→ Directions for this task:
Could you copy every one of the rows below, line by line, without changing a single character?

#####

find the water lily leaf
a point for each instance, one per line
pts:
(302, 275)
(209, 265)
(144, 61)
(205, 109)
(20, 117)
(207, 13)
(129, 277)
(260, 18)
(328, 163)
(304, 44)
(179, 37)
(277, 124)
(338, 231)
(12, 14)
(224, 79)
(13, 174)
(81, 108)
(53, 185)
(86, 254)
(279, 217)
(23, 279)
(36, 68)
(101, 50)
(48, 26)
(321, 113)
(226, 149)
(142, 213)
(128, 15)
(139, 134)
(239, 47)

#####

→ Task solution:
find the water lily leaf
a point for each instance, one per line
pts:
(302, 275)
(209, 265)
(144, 61)
(205, 109)
(20, 117)
(207, 13)
(129, 277)
(260, 18)
(328, 163)
(304, 44)
(179, 37)
(277, 124)
(338, 231)
(12, 14)
(224, 79)
(13, 174)
(81, 108)
(53, 185)
(86, 254)
(279, 217)
(23, 279)
(36, 68)
(101, 50)
(48, 26)
(321, 113)
(226, 149)
(142, 213)
(128, 15)
(139, 134)
(239, 47)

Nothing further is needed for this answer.